**Direction**
Below are records; reproduce exactly the lines from the one containing "[seg] white ceiling" through the end, both included, and only those.

**Records to use**
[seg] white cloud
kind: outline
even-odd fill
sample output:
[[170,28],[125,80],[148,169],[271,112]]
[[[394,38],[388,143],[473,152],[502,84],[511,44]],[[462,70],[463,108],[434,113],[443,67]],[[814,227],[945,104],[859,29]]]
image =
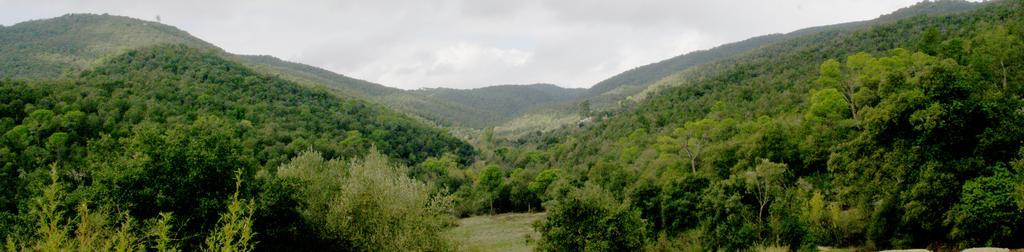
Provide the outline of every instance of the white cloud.
[[0,24],[69,12],[160,15],[231,52],[389,86],[588,87],[687,51],[869,19],[916,1],[0,0]]

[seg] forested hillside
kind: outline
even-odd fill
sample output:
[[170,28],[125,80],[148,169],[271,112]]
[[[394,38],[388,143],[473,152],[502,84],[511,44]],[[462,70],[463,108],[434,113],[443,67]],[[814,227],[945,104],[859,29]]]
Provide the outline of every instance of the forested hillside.
[[[455,251],[501,228],[474,239],[1024,248],[1021,0],[922,2],[591,89],[401,90],[108,15],[0,42],[11,251]],[[536,233],[445,232],[512,212]]]
[[485,155],[548,181],[545,249],[1021,247],[1022,7],[779,41]]
[[468,144],[400,114],[184,45],[128,51],[73,79],[6,80],[0,88],[2,185],[9,192],[0,200],[0,236],[6,238],[33,236],[34,223],[26,220],[37,212],[30,211],[33,199],[48,184],[50,169],[71,190],[53,203],[57,210],[92,204],[143,220],[173,213],[168,224],[186,248],[218,223],[238,172],[257,182],[243,186],[243,197],[259,196],[259,210],[248,211],[272,246],[309,235],[274,229],[303,222],[275,215],[298,214],[273,209],[293,196],[260,187],[284,185],[256,174],[272,174],[300,153],[352,160],[380,150],[385,156],[376,159],[401,166],[442,154],[473,159]]
[[483,128],[508,119],[493,111],[353,79],[272,56],[230,54],[174,27],[106,14],[68,14],[0,27],[0,51],[3,52],[0,53],[0,78],[74,77],[127,50],[160,44],[183,44],[213,50],[260,73],[306,86],[327,87],[334,94],[367,99],[435,124]]
[[824,36],[841,36],[851,31],[876,25],[890,24],[902,18],[919,15],[951,14],[970,11],[979,6],[967,1],[945,0],[921,2],[913,6],[896,10],[871,20],[852,22],[801,29],[786,34],[772,34],[754,37],[739,42],[728,43],[707,50],[698,50],[668,58],[658,62],[641,66],[612,76],[592,86],[579,99],[542,107],[497,126],[505,135],[518,136],[524,132],[547,131],[568,125],[582,118],[575,117],[581,103],[597,113],[620,110],[646,98],[650,92],[678,82],[664,81],[690,68],[742,55],[761,47],[780,41],[800,39],[805,36],[826,33]]
[[0,78],[73,76],[104,57],[167,43],[216,48],[173,27],[106,14],[24,22],[0,27]]
[[[424,88],[413,92],[482,110],[497,117],[496,120],[508,120],[534,108],[573,100],[585,90],[562,88],[552,84],[531,84],[498,85],[475,89]],[[487,125],[480,124],[477,127]]]

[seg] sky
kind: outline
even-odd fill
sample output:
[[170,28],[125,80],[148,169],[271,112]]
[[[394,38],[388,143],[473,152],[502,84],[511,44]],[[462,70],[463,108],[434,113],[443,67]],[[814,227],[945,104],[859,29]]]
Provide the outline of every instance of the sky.
[[920,0],[0,0],[0,25],[110,13],[387,86],[590,87],[693,50]]

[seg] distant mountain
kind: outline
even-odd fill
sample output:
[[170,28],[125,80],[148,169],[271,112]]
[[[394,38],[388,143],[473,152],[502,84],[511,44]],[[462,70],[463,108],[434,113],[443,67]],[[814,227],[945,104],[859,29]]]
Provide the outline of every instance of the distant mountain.
[[587,89],[552,84],[498,85],[474,89],[424,88],[414,93],[475,108],[501,118],[511,118],[541,106],[572,100]]
[[157,44],[219,50],[174,27],[114,15],[67,14],[0,27],[0,78],[55,78]]
[[[982,6],[963,0],[923,1],[870,20],[851,22],[837,25],[801,29],[787,34],[771,34],[754,37],[739,42],[728,43],[707,50],[688,52],[658,62],[638,67],[591,87],[585,95],[575,100],[551,103],[523,113],[518,118],[497,126],[500,132],[521,134],[524,132],[556,129],[566,123],[579,120],[575,113],[579,103],[587,100],[595,111],[621,109],[644,99],[647,94],[678,82],[669,81],[694,67],[729,58],[740,57],[757,50],[778,50],[781,47],[765,48],[773,44],[794,41],[809,36],[844,36],[873,26],[896,23],[913,16],[943,15],[971,11]],[[626,101],[626,102],[624,102]]]
[[108,14],[67,14],[0,27],[0,78],[74,77],[119,53],[161,44],[209,50],[265,74],[344,97],[366,98],[439,125],[483,128],[509,117],[273,56],[227,53],[171,26]]

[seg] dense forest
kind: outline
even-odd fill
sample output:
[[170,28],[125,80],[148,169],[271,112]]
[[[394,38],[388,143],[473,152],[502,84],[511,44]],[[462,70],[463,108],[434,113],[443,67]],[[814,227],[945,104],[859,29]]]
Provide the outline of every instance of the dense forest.
[[805,35],[484,155],[558,174],[546,249],[1021,247],[1022,39],[1019,1]]
[[[0,42],[9,251],[453,251],[460,217],[511,212],[544,212],[544,251],[1024,247],[1018,0],[923,2],[587,90],[400,90],[105,15]],[[555,126],[494,127],[520,116]]]

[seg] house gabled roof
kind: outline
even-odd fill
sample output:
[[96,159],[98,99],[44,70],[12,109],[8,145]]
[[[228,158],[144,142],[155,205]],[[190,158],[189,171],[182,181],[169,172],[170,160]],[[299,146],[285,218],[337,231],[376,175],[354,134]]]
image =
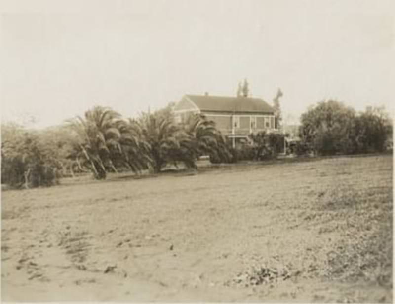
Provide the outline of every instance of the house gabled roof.
[[192,95],[185,96],[201,111],[274,113],[274,109],[260,98]]

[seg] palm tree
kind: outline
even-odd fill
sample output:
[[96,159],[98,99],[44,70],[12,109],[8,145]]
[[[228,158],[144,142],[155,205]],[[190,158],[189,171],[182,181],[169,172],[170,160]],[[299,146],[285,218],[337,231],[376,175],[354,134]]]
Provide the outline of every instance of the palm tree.
[[121,149],[120,133],[116,122],[120,115],[109,108],[96,106],[69,121],[78,135],[81,153],[90,165],[95,178],[104,179],[109,168],[117,171],[111,159],[111,150]]
[[113,153],[114,161],[136,173],[147,169],[152,162],[150,156],[151,146],[144,140],[138,122],[131,118],[119,120],[116,122],[116,126],[120,135],[120,149]]
[[185,131],[193,138],[197,156],[209,155],[218,162],[228,163],[232,154],[215,123],[201,114],[190,116],[184,125]]
[[166,164],[178,161],[188,168],[196,168],[192,138],[171,117],[158,113],[143,114],[139,124],[144,140],[149,144],[154,172],[159,172]]

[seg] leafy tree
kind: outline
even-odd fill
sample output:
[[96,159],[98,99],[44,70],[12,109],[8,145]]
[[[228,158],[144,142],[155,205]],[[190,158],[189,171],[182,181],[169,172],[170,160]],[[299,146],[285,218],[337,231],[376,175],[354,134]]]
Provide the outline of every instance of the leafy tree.
[[243,92],[243,96],[244,97],[247,97],[249,93],[249,88],[248,88],[248,82],[247,81],[247,79],[244,78],[244,82],[243,82],[243,86],[241,88],[241,91]]
[[382,152],[392,138],[392,124],[383,107],[368,107],[355,122],[356,145],[359,152]]
[[301,117],[303,142],[321,155],[383,151],[390,120],[383,108],[356,113],[341,102],[329,100],[311,107]]
[[275,109],[275,116],[276,116],[276,127],[281,130],[282,127],[282,116],[281,113],[281,106],[280,105],[280,97],[282,96],[282,91],[278,88],[276,97],[273,99],[273,108]]
[[56,164],[48,157],[37,132],[1,126],[1,182],[25,188],[57,182]]

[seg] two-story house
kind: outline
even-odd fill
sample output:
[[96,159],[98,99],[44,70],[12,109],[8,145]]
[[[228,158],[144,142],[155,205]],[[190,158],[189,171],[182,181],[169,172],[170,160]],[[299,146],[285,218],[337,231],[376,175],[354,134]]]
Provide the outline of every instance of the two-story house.
[[217,128],[232,140],[234,147],[251,133],[277,131],[273,107],[259,98],[246,96],[184,95],[175,105],[176,122],[185,121],[191,114],[202,114],[213,121]]

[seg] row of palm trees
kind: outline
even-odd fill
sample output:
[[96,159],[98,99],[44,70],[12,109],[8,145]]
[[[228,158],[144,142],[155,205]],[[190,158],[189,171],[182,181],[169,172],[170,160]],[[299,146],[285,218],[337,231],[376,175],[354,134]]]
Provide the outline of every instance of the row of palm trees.
[[201,115],[180,124],[166,111],[126,119],[111,108],[96,106],[69,123],[77,135],[77,158],[98,179],[120,169],[159,172],[179,162],[196,169],[202,155],[224,161],[231,157],[214,122]]

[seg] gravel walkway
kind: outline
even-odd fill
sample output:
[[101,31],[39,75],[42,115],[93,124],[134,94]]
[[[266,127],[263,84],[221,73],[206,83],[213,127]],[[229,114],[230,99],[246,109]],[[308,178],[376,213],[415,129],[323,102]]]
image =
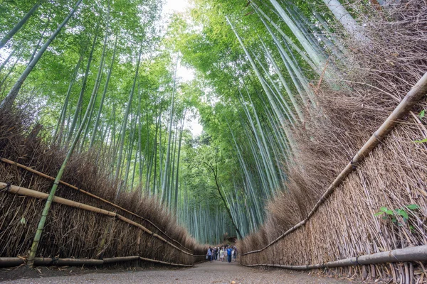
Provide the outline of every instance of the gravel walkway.
[[309,275],[284,270],[263,271],[242,266],[237,263],[203,263],[180,270],[154,270],[112,273],[20,279],[3,283],[352,283],[347,280]]

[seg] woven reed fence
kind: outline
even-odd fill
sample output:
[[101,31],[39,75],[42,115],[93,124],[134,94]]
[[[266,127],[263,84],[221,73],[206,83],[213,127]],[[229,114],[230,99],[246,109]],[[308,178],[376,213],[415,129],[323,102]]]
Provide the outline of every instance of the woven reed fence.
[[[339,80],[349,88],[316,89],[318,109],[294,133],[300,151],[288,190],[270,202],[260,229],[239,241],[242,264],[427,283],[427,143],[415,142],[427,137],[421,2],[402,1],[367,23],[364,49],[347,43],[355,52]],[[394,111],[400,114],[389,117]],[[381,207],[390,214],[376,216]]]
[[[11,112],[1,116],[0,180],[4,182],[0,185],[0,266],[10,266],[28,256],[64,153],[43,142],[39,128],[31,126],[31,118],[26,121],[21,114]],[[154,199],[134,192],[122,194],[117,204],[109,201],[114,200],[117,183],[101,170],[106,160],[99,153],[88,153],[70,162],[63,177],[68,182],[62,182],[57,192],[60,203],[53,204],[36,264],[149,262],[187,267],[204,260],[199,256],[204,255],[205,246]]]

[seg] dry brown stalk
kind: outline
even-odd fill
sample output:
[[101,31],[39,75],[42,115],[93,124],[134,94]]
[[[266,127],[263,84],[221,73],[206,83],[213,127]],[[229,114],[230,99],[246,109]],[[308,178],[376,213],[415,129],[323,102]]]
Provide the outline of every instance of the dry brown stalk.
[[[33,169],[33,168],[28,168],[28,167],[27,167],[27,166],[25,166],[25,165],[21,165],[21,164],[20,164],[20,163],[19,163],[14,162],[14,161],[12,161],[12,160],[8,160],[8,159],[6,159],[6,158],[0,158],[0,160],[1,160],[2,162],[4,162],[4,163],[9,163],[9,164],[10,164],[10,165],[16,165],[16,166],[17,166],[17,167],[19,167],[19,168],[22,168],[22,169],[24,169],[24,170],[28,170],[28,171],[29,171],[29,172],[31,172],[31,173],[35,173],[35,174],[36,174],[36,175],[40,175],[41,177],[43,177],[43,178],[47,178],[47,179],[49,179],[49,180],[55,180],[55,178],[53,178],[53,177],[51,177],[51,176],[49,176],[49,175],[46,175],[46,174],[44,174],[44,173],[41,173],[41,172],[39,172],[39,171],[38,171],[38,170],[34,170],[34,169]],[[78,188],[78,187],[75,187],[75,186],[74,186],[74,185],[70,185],[70,184],[69,184],[69,183],[68,183],[68,182],[64,182],[64,181],[62,181],[62,180],[60,180],[60,182],[60,182],[61,185],[65,185],[65,186],[67,186],[67,187],[70,187],[70,188],[72,188],[72,189],[73,189],[73,190],[78,190],[78,191],[79,191],[79,192],[82,192],[82,193],[83,193],[83,194],[85,194],[85,195],[89,195],[89,196],[90,196],[91,197],[93,197],[93,198],[97,199],[98,200],[100,200],[100,201],[102,201],[102,202],[105,202],[105,203],[107,203],[107,204],[110,204],[110,205],[112,205],[112,206],[114,206],[115,207],[116,207],[116,208],[117,208],[117,209],[120,209],[120,210],[123,210],[123,211],[125,211],[125,212],[127,212],[127,213],[129,213],[129,214],[132,214],[132,215],[133,215],[133,216],[135,216],[135,217],[138,217],[138,218],[139,218],[139,219],[142,219],[142,220],[144,220],[144,221],[145,221],[145,222],[149,222],[150,224],[152,224],[152,226],[153,226],[154,228],[156,228],[156,229],[158,229],[159,231],[161,231],[161,232],[162,232],[162,234],[163,234],[164,236],[167,236],[168,239],[169,239],[171,241],[174,241],[174,242],[175,242],[175,243],[178,244],[179,244],[180,246],[181,246],[182,248],[185,248],[185,249],[186,249],[186,250],[188,250],[188,251],[189,251],[192,252],[192,251],[191,251],[191,249],[189,249],[189,248],[186,248],[186,247],[185,247],[185,246],[183,246],[183,245],[182,245],[181,243],[179,243],[178,241],[176,241],[176,240],[174,240],[174,239],[172,239],[172,238],[171,238],[170,236],[168,236],[168,235],[167,235],[167,234],[165,232],[164,232],[164,231],[163,231],[162,229],[159,229],[159,227],[158,227],[158,226],[157,226],[155,224],[154,224],[153,222],[152,222],[150,220],[149,220],[149,219],[146,219],[146,218],[144,218],[144,217],[141,217],[141,216],[139,216],[139,215],[138,215],[138,214],[135,214],[135,213],[134,213],[134,212],[130,212],[130,211],[129,211],[129,210],[127,210],[126,209],[125,209],[125,208],[123,208],[123,207],[121,207],[120,206],[119,206],[119,205],[117,205],[117,204],[114,204],[113,202],[110,202],[110,201],[108,201],[108,200],[105,200],[105,199],[103,199],[103,198],[101,198],[101,197],[98,197],[98,196],[97,196],[97,195],[93,195],[93,194],[92,194],[92,193],[90,193],[90,192],[88,192],[88,191],[83,190],[82,190],[81,188]]]
[[[36,266],[102,266],[104,264],[110,264],[120,262],[127,262],[135,261],[143,261],[152,262],[155,263],[165,264],[172,266],[192,267],[194,265],[174,263],[167,261],[158,261],[156,259],[143,258],[138,256],[120,256],[116,258],[110,258],[104,259],[86,259],[86,258],[36,258],[34,259],[34,265]],[[0,258],[0,268],[4,267],[15,267],[25,263],[26,258]]]
[[427,72],[419,80],[417,84],[413,86],[411,91],[406,94],[399,106],[390,114],[384,123],[378,129],[378,130],[371,136],[363,147],[353,157],[352,161],[347,164],[345,168],[337,177],[332,184],[328,187],[322,197],[316,202],[315,207],[311,209],[307,218],[297,224],[274,241],[269,243],[263,248],[243,253],[243,256],[259,253],[277,243],[279,240],[284,238],[295,230],[305,225],[307,222],[317,211],[317,209],[327,200],[327,197],[338,187],[345,178],[356,169],[356,167],[364,159],[365,157],[386,137],[389,133],[397,125],[399,121],[408,114],[409,111],[413,107],[423,96],[427,94]]
[[[37,198],[37,199],[40,199],[40,200],[46,200],[48,198],[48,196],[49,195],[47,193],[40,192],[38,191],[32,190],[25,188],[25,187],[21,187],[13,185],[8,185],[7,183],[1,182],[0,182],[0,187],[3,187],[3,188],[6,189],[6,191],[10,193],[14,193],[16,195],[23,195],[23,196],[28,196],[30,197],[34,197],[34,198]],[[62,198],[62,197],[55,197],[55,198],[53,198],[53,202],[67,205],[70,207],[81,209],[83,210],[90,211],[90,212],[93,212],[95,213],[102,214],[103,215],[107,215],[109,217],[117,218],[118,219],[122,220],[127,224],[130,224],[132,226],[139,228],[141,230],[142,230],[145,233],[152,235],[154,238],[159,239],[162,241],[164,242],[165,244],[167,244],[169,246],[171,246],[172,247],[180,251],[181,252],[188,254],[188,255],[190,255],[190,256],[193,256],[192,253],[189,253],[187,251],[185,251],[182,249],[179,248],[174,244],[167,241],[166,239],[164,239],[162,236],[159,236],[158,234],[153,233],[152,231],[151,231],[150,230],[149,230],[144,226],[141,225],[140,224],[138,224],[134,221],[132,221],[120,214],[118,214],[117,213],[107,211],[107,210],[104,210],[100,208],[95,207],[93,206],[87,205],[87,204],[85,204],[83,203],[76,202],[75,201],[69,200]]]

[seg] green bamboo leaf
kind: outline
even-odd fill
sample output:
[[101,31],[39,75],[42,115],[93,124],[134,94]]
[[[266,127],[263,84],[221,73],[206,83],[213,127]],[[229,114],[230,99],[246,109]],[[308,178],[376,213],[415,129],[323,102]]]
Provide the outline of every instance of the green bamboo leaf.
[[415,141],[413,141],[414,143],[426,143],[427,142],[427,138],[424,138],[423,140],[416,140]]
[[411,210],[414,210],[416,209],[419,209],[420,207],[418,206],[417,204],[409,204],[409,205],[406,205],[406,208],[408,208]]

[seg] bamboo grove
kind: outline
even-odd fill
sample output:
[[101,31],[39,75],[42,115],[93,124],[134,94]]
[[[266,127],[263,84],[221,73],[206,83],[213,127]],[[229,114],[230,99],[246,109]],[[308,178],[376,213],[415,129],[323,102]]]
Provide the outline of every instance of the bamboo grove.
[[67,151],[57,182],[91,153],[116,200],[154,197],[202,243],[260,244],[425,72],[426,9],[404,2],[194,0],[168,18],[155,0],[4,1],[0,108],[28,109]]

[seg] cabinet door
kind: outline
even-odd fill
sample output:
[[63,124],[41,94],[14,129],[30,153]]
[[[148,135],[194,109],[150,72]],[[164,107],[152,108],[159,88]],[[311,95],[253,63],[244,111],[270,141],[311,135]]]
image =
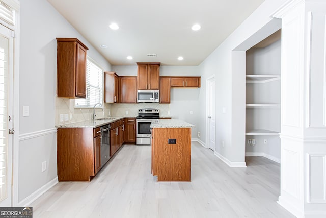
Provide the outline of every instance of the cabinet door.
[[76,56],[76,96],[86,97],[86,50],[77,43]]
[[114,75],[114,102],[119,102],[119,77],[116,74]]
[[183,77],[172,77],[171,78],[172,87],[184,87],[184,78]]
[[194,78],[186,78],[185,80],[185,87],[200,87],[199,85],[199,78],[198,77]]
[[161,77],[160,79],[159,102],[170,103],[171,96],[171,79],[170,77]]
[[138,90],[147,89],[147,65],[139,64],[137,71],[137,89]]
[[159,65],[150,64],[148,65],[148,85],[149,90],[158,90],[159,89]]
[[116,129],[112,129],[110,131],[110,154],[112,156],[116,153],[116,144],[117,143],[117,136]]
[[120,77],[120,96],[121,103],[137,103],[137,77]]
[[101,136],[94,138],[94,162],[95,174],[101,169]]
[[136,142],[136,123],[127,123],[126,132],[126,141],[127,142]]

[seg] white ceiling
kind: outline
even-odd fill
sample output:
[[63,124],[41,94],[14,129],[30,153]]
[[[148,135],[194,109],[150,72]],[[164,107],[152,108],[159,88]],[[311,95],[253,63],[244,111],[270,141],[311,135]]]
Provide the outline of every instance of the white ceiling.
[[[113,65],[159,62],[183,66],[200,64],[263,2],[47,1]],[[120,28],[111,30],[112,22]],[[191,29],[195,23],[202,27],[197,32]],[[127,59],[129,55],[133,59]],[[179,56],[184,60],[178,60]]]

**The solution**
[seg] white ceiling
kind: outline
even-odd fill
sample output:
[[63,124],[41,94],[14,129],[30,153]]
[[[148,135],[194,109],[150,72]],[[164,107],[152,108],[159,88]],[[311,95],[253,63],[244,111],[270,141],[311,135]]]
Provide the outline of every instance of the white ceiling.
[[[113,65],[159,62],[183,66],[200,64],[263,2],[47,1]],[[120,28],[111,30],[112,22]],[[191,29],[195,23],[202,27],[197,32]],[[127,59],[129,55],[133,59]],[[179,56],[184,60],[178,60]]]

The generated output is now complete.